*Aim of the exercise*.
Exclude images; transcribe the rest of the data exactly.
:: Recorded data ::
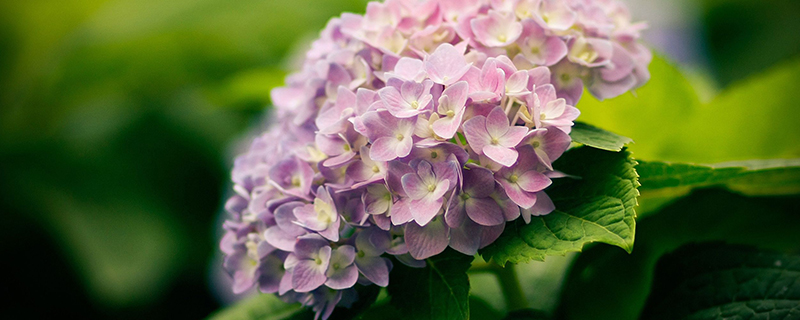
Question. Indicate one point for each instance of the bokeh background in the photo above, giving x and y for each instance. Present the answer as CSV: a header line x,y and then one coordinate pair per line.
x,y
119,120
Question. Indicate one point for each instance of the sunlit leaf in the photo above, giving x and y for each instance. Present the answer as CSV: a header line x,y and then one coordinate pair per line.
x,y
598,206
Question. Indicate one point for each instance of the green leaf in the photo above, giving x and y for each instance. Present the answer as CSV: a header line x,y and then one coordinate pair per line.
x,y
716,281
598,138
438,291
596,207
704,215
527,314
663,181
480,309
384,311
753,119
262,307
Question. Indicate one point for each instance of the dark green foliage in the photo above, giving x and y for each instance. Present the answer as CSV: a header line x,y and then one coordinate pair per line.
x,y
715,281
438,291
597,206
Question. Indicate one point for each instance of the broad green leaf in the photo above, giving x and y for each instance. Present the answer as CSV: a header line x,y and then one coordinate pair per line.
x,y
753,119
439,291
705,215
714,281
598,138
598,206
262,307
663,182
527,314
480,309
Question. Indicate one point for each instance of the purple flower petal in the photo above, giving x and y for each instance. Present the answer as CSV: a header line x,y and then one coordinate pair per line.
x,y
484,211
375,269
427,241
446,65
308,275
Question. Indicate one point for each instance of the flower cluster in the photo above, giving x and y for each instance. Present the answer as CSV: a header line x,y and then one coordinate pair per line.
x,y
418,126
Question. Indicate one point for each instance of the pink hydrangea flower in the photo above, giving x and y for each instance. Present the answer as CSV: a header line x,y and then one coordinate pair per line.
x,y
421,125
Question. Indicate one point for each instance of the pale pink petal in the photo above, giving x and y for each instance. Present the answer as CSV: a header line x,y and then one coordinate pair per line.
x,y
428,241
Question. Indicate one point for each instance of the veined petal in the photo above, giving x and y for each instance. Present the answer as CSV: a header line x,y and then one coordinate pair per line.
x,y
484,211
375,269
430,240
308,275
502,155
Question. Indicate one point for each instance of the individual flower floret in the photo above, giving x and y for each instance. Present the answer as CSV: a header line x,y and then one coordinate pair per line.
x,y
494,137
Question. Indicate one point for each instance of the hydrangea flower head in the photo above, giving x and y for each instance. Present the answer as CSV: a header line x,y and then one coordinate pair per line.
x,y
421,125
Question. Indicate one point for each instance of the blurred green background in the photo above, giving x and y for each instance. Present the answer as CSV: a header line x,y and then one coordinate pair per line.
x,y
119,120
:::
*Exercise solution*.
Question. Indicate one point for each instance of the bokeh background in the photo above, giving x and y for each instance. Present the answer as CSV: a header line x,y and then one coordinate pair per line.
x,y
119,120
Question. Indicate one point for each instance of the sunlit leaf in the photo above, giving x and y for each instance. Present the answer as CSV: a header line x,y and then one coordinate pair per line.
x,y
598,206
Question. Indicate one point for each instance of the green leaf in the photo above, giving x and y for each instance. Present the answer as CSV: a header line x,y and then one coordinate pair per line.
x,y
716,281
598,138
438,291
596,207
704,215
527,314
663,181
480,309
384,311
753,119
262,307
Question. Indicate one point for each instance of the dark green foliage in the photo above, giving x and y for each instance. Present the answer as CSV: a header line x,y and then one coordinate pair per line.
x,y
715,281
438,291
597,206
Question. Indicate one point for each instance of the broad green leaf in the photo above, giving x and y for each instance. Present the answer as CSV: a header line x,y and then one coordinate pair per line.
x,y
753,119
439,291
705,215
714,281
598,138
598,206
262,307
663,182
527,314
480,309
Question. Indicate one point for each instance of the purple flower petal in the photo above, giving x and y for each instance. Present the answer as CSV: a header line x,y and then one coordinate pair per line.
x,y
484,211
375,269
427,241
446,65
308,275
Question. Indicate one point for each instance of the flower cluster in the photo above, giving x and y for each instance. Present the answer as CSV: a header line x,y and then one coordinate pair per line.
x,y
418,126
Question. Indicate one point for each instance of the pink hydrangea flower in the photo above, giving x and y for each instance. Present the answer as CSV: a header line x,y and then one coordinate pair per line.
x,y
421,125
Question. Indicate one point for each instance of the pale pink petal in the photo above, giving x and y for each instance. Present the answer as CSV: a header line x,y and then one coordinate pair per line.
x,y
428,241
Question. Indicate one point for each instance of the veined petal in the photo above, giving x and y for each instance. Present the answer as CSV: a header line x,y and then one coordinate pair per line.
x,y
484,211
375,269
430,240
308,275
502,155
Question. Indicate one point for each instance of the individual flower floret in the photo above, giving x and y for each instance. Present the answer as CSV: a header line x,y and then one coordinate pair per line.
x,y
494,137
Question. Indicate one point for each instance of the hydrangea flower head in the photo above, giving x and y for each instance. Present the answer as CSV: a header line x,y and then one coordinate pair per line.
x,y
421,125
Question. Indicate one point for each instance of the blurred green background in the photo above, giving x and y for each instance. Present the answer as CSV: a header line x,y and then one coordinate pair per line.
x,y
119,120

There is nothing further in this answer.